## CONSIGNE
Reproduisez fidèlement, dans le texte de la page ci-dessous, le passage qui va de « Les délégations suivantes » jusqu'à « et Servas International. » inclus.

## TEXTE DE LA PAGE

====

Lors des échanges, les délégations ont majoritairement exprimé leur rejet de la peine de mort et demandé aux États qui la pratiquent encore d'y renoncer ou d'adopter un moratoire. En outre, elles ont plaidé pour la prise en compte de l'intérêt supérieur de l'enfant, plusieurs d'entre elles se préoccupant des conditions d'application de la peine de mort, dans le sens d'une meilleure adaptation aux droits des enfants. Il faut que les États qui appliquent la peine de mort adoptent aussi des mesures d'accompagnement pour les enfants de condamnés à mort. Certains États ont estimé que la Convention relative aux droits de l'enfant fournissait déjà des règles pertinentes en la matière, chaque État restant souverain dans sa façon d'appliquer la justice. Une délégation a plaidé pour la tenue d'un séminaire d'experts des Nations Unies afin de réfléchir aux mesures à prendre pour atténuer les conséquences de la peine de mort sur les enfants. Une ONG a affirmé que l'application de la peine de mort entraîne immanquablement des violations des droits fondamentaux des familles concernées.

Les délégations suivantes se sont exprimées: France, Norvège, Argentine, Espagne, Suède, Irlande, Cuba (au nom du CELAC), Italie, Pakistan (au nom d'un groupe de pays), Suisse, Belgique, Autriche, Union européenne, République de Moldova, Royaume-Uni, Monténégro , Portugal, Afrique du Sud, Pologne, Nouvelle-Zélande, Égypte, Émirats arabes unis, Maroc et Thaïlande.

Les organisations non-gouvernementales suivantes ont aussi pris la parole: Penal Reform International,Comité consultatif mondial de la Société des amis – Quakers, Verein Südwind Entwicklungspolitik, Amnesty International et Servas International.

Cet après-midi, le Conseil se penchera sur des rapports concernant, d'une part, les produits et déchets dangereux et, d'autre part, l'accès à l'eau potable et à l'assainissement. Il doit conclure auparavant, à la mi-journée, son débat entamé hier sur les rapports présentés par l'Expert indépendant sur la promotion d'un ordre international démocratique et équitable et par le Président-Rapporteur du Groupe de travail sur l'utilisation de mercenaires.


Réunion-débat sur les droits de l'homme des enfants dont les parents sont condamnés à la peine de mort ou ont été exécutés

Introduction et observations liminaires

MME FLAVIA PANSIERI, Haut-Commissaire adjointe aux droits de l'homme, a rappelé que la Haut-Commissaire aux droits de l'homme milite pour l'abolition de la peine de mort et pour l'adoption d'un moratoire international. Elle a aussi souligné que 150 des 193 États Membres de l'ONU ont aboli la peine de mort ou instauré un moratoire, de droit ou de fait, sur son application. D'autres pays ont convenu que la peine capitale est contraire aux droits de l'homme. De nombreux instruments internationaux abordent également la question de la peine de mort et la limitent aux cas les plus graves, comme l'article 16 du Pacte international relatif aux droits civils et politique, et l'article 37 de la Convention relative aux droits de l'enfant, qui interdit cette peine pour les moins de 18 ans.

====

## CONTENU DES DONNÉES
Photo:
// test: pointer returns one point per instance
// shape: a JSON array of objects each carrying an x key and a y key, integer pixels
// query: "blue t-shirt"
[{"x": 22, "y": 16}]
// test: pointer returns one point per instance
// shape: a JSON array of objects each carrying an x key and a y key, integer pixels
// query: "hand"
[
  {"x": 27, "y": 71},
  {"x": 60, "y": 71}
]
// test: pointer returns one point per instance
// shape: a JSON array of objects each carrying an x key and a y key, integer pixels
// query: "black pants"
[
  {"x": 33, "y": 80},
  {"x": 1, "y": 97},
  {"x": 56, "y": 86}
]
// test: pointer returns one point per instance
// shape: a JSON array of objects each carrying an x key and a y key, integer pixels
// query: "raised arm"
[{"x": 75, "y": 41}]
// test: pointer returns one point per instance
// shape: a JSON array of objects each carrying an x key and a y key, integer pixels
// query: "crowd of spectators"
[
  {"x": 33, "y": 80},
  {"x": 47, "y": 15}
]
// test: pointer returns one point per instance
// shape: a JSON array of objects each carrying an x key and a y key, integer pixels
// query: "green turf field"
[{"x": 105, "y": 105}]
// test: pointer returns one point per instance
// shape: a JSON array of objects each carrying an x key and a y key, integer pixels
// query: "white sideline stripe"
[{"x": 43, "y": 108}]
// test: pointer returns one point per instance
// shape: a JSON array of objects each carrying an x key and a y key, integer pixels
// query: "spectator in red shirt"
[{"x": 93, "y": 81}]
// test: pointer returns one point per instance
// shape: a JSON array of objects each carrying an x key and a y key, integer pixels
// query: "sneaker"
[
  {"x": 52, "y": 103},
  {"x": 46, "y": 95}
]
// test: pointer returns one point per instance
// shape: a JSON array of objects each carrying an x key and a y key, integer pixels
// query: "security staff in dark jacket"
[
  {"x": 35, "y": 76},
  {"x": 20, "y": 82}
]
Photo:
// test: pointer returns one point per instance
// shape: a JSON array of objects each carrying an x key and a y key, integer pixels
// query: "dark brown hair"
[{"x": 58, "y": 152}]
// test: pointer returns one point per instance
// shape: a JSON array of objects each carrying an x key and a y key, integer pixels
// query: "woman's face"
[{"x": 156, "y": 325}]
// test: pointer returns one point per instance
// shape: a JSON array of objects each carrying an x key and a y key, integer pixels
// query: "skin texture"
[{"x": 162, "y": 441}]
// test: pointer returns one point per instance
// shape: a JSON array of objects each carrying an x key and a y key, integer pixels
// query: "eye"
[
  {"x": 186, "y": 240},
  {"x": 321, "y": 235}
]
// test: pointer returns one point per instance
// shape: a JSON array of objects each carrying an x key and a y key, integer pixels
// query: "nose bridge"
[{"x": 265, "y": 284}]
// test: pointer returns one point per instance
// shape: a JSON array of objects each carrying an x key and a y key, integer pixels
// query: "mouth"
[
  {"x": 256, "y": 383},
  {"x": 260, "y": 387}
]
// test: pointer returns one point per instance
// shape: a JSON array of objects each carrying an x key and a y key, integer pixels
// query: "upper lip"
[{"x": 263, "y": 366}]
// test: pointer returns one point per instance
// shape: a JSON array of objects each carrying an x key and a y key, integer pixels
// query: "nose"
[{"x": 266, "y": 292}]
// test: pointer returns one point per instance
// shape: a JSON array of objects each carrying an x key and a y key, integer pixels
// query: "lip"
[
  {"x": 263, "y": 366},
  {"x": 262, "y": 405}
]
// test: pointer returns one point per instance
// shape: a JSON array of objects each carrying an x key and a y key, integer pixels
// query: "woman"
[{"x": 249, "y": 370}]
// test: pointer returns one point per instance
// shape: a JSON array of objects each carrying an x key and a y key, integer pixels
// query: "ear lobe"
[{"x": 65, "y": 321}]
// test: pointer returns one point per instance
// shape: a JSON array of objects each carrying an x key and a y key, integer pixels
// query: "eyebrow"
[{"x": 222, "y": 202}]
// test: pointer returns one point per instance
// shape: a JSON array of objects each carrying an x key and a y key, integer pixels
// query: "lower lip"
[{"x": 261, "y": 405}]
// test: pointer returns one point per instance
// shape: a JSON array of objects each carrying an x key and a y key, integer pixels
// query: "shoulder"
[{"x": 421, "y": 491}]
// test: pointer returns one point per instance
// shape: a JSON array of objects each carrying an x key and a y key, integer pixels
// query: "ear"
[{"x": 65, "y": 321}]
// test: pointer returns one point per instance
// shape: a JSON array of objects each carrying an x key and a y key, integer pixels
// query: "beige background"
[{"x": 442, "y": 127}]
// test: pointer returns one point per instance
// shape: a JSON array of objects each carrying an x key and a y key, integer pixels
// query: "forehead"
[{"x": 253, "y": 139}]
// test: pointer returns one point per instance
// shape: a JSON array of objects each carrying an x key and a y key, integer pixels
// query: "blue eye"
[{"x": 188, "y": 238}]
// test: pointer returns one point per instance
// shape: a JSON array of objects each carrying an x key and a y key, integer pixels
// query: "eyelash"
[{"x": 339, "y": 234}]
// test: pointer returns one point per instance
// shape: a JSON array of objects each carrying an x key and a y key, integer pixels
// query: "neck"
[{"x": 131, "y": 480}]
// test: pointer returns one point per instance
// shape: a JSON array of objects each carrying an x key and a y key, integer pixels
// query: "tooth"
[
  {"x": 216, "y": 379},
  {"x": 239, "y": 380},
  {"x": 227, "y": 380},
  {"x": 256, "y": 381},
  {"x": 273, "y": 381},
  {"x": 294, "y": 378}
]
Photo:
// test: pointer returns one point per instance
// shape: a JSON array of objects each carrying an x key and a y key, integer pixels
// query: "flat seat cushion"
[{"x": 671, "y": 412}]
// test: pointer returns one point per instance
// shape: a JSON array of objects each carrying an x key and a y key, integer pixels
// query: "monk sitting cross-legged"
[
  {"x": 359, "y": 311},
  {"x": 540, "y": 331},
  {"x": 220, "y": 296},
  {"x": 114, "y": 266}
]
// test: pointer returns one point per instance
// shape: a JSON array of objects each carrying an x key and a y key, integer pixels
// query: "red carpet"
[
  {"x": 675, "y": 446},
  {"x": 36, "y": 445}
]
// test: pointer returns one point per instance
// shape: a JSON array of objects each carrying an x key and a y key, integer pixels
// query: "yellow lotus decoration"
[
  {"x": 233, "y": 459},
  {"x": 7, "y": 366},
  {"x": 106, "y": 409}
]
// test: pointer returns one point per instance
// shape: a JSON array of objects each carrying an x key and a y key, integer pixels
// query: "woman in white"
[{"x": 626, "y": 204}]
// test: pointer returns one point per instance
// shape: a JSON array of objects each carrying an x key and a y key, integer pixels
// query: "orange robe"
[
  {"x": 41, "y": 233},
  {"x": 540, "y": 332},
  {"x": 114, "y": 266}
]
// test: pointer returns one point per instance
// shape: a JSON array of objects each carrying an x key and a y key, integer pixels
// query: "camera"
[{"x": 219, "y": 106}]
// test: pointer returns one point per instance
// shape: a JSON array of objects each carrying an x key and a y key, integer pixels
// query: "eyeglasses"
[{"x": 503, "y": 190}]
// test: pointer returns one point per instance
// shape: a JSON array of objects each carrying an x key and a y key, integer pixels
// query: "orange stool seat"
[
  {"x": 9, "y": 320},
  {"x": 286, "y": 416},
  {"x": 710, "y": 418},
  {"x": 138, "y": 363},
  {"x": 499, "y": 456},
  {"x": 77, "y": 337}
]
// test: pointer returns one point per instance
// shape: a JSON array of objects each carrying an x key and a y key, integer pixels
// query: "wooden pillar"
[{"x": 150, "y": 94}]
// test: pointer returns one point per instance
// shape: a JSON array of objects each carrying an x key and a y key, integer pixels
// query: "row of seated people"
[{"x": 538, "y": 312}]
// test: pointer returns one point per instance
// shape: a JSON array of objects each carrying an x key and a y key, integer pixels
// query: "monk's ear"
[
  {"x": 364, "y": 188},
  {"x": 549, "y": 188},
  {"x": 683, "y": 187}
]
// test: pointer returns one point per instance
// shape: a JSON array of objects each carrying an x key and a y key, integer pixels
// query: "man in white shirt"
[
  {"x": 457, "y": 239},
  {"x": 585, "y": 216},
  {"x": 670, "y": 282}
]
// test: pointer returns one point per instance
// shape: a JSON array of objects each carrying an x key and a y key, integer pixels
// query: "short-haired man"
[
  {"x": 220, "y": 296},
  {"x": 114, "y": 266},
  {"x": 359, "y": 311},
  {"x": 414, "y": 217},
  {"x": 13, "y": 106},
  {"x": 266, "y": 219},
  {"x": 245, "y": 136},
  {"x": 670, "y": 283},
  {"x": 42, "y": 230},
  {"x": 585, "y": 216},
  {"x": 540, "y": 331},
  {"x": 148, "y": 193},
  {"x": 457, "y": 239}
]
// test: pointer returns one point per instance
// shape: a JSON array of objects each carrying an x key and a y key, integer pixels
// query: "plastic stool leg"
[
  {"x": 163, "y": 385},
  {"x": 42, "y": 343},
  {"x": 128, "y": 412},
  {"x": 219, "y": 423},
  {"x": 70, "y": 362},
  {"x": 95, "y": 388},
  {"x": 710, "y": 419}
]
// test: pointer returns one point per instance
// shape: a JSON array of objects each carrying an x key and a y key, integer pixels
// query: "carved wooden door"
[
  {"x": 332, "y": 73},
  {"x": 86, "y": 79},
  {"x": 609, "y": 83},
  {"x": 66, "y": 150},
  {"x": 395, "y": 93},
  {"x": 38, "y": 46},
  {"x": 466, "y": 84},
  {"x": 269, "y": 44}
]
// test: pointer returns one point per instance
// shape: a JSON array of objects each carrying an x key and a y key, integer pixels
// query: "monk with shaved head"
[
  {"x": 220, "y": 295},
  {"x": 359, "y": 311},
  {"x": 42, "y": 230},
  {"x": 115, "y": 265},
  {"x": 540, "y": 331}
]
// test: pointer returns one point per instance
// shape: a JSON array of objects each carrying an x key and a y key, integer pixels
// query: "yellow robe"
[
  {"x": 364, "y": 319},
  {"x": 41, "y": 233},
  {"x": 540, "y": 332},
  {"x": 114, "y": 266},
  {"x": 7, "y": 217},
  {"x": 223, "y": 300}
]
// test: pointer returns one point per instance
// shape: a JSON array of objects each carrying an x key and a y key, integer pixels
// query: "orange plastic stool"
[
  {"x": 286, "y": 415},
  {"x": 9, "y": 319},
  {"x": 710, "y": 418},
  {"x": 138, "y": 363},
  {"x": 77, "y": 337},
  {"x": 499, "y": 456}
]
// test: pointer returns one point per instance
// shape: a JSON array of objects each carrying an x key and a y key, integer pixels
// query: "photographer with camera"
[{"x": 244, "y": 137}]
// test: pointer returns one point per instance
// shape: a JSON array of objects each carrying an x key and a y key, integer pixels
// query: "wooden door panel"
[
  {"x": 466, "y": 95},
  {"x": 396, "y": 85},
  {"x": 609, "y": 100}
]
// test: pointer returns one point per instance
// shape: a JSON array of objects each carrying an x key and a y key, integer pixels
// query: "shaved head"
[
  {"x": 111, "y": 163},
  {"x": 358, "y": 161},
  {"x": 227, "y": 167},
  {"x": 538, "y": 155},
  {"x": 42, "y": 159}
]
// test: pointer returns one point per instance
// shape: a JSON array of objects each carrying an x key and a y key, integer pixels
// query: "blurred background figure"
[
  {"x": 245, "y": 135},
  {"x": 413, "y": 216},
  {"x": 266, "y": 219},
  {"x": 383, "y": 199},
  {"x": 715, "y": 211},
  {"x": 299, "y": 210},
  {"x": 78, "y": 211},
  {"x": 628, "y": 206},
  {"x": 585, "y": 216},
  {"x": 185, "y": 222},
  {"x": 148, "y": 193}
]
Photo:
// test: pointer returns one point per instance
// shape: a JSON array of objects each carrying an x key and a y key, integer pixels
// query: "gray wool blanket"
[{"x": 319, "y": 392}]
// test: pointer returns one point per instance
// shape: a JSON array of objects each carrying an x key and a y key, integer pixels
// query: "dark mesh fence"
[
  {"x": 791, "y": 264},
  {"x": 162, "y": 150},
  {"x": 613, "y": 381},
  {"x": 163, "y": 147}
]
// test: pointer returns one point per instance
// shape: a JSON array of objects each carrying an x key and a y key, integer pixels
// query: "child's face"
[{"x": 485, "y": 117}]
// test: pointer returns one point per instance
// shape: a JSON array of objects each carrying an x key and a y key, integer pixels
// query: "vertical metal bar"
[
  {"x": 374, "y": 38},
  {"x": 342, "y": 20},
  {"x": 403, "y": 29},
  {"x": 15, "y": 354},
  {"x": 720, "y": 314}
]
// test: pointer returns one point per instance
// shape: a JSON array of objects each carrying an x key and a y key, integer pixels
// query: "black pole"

====

## RÉPONSE
Les délégations suivantes se sont exprimées: France, Norvège, Argentine, Espagne, Suède, Irlande, Cuba (au nom du CELAC), Italie, Pakistan (au nom d'un groupe de pays), Suisse, Belgique, Autriche, Union européenne, République de Moldova, Royaume-Uni, Monténégro , Portugal, Afrique du Sud, Pologne, Nouvelle-Zélande, Égypte, Émirats arabes unis, Maroc et Thaïlande.

Les organisations non-gouvernementales suivantes ont aussi pris la parole: Penal Reform International,Comité consultatif mondial de la Société des amis – Quakers, Verein Südwind Entwicklungspolitik, Amnesty International et Servas International.